━━━━━ Material shown ━━━━━

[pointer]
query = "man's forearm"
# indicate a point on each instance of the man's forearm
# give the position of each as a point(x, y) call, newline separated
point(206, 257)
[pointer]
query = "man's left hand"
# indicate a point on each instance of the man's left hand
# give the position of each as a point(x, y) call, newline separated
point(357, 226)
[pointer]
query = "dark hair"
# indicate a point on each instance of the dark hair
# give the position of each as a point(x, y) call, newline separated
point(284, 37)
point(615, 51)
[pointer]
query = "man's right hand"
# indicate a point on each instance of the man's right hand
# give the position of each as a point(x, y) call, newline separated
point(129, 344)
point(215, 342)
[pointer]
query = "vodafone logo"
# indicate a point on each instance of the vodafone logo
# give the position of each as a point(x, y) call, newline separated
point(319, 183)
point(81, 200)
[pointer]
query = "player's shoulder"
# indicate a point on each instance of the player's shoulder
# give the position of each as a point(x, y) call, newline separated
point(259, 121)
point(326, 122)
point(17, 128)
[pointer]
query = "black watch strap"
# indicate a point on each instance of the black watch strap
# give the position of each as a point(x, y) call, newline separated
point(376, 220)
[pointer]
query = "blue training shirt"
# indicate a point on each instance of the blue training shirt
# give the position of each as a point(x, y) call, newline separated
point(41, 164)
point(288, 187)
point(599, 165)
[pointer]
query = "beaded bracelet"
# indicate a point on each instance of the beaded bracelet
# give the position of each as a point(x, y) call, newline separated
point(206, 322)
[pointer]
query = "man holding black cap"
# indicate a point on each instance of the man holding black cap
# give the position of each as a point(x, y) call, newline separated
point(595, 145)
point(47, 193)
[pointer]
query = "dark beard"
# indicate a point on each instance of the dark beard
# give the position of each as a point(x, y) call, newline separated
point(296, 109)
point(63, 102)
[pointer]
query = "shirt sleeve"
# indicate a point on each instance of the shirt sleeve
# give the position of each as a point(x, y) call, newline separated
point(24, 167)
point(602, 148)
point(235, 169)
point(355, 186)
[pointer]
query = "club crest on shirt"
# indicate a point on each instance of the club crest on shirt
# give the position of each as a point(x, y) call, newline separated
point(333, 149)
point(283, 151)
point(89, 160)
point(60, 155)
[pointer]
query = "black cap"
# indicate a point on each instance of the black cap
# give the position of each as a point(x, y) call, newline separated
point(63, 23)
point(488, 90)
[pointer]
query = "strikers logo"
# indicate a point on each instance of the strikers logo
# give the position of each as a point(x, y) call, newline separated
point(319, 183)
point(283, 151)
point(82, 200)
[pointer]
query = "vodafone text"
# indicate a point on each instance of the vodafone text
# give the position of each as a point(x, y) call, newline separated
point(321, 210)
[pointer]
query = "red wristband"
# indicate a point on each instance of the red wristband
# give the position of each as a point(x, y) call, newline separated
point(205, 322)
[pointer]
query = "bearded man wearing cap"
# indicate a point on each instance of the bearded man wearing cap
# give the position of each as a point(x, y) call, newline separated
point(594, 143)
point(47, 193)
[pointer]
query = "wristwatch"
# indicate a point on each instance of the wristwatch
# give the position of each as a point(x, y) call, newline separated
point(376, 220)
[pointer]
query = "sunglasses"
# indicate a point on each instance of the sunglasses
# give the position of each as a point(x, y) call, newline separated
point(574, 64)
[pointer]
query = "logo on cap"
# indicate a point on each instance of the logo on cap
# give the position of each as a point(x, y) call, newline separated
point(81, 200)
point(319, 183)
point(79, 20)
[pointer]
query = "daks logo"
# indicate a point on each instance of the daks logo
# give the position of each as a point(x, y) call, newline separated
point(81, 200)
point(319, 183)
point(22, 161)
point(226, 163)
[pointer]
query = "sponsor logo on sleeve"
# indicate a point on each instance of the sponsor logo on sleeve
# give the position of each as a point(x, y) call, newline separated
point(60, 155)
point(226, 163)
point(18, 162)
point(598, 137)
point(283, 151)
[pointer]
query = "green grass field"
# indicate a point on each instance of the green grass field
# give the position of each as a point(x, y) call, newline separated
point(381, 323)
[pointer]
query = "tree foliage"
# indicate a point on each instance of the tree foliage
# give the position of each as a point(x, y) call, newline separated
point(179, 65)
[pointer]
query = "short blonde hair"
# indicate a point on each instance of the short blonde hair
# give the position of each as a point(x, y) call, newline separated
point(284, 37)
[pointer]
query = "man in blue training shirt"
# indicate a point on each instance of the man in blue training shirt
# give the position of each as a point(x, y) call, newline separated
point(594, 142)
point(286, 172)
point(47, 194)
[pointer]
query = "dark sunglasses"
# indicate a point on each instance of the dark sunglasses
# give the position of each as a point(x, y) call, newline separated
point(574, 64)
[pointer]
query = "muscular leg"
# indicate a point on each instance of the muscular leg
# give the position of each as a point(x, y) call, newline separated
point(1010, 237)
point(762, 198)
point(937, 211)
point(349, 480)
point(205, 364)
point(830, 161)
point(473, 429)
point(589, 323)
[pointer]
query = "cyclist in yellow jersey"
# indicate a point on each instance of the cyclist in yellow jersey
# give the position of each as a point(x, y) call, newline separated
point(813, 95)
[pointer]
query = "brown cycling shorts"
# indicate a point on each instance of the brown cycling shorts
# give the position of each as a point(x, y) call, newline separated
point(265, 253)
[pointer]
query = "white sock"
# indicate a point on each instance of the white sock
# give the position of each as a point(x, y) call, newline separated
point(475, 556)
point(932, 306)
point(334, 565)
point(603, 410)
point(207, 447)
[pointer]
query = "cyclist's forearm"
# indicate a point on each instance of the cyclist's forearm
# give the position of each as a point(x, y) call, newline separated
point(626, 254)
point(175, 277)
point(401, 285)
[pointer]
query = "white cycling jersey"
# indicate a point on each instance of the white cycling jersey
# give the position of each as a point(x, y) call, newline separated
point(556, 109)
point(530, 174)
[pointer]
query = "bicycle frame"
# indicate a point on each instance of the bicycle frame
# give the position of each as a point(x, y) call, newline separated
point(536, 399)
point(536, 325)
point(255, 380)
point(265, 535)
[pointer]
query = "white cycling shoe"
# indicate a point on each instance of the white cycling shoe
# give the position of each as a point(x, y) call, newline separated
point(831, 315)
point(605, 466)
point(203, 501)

━━━━━

For each line in the records that contains the word "foliage", make a copy.

query = "tree foliage"
# indicate a point on each instance of the tree foliage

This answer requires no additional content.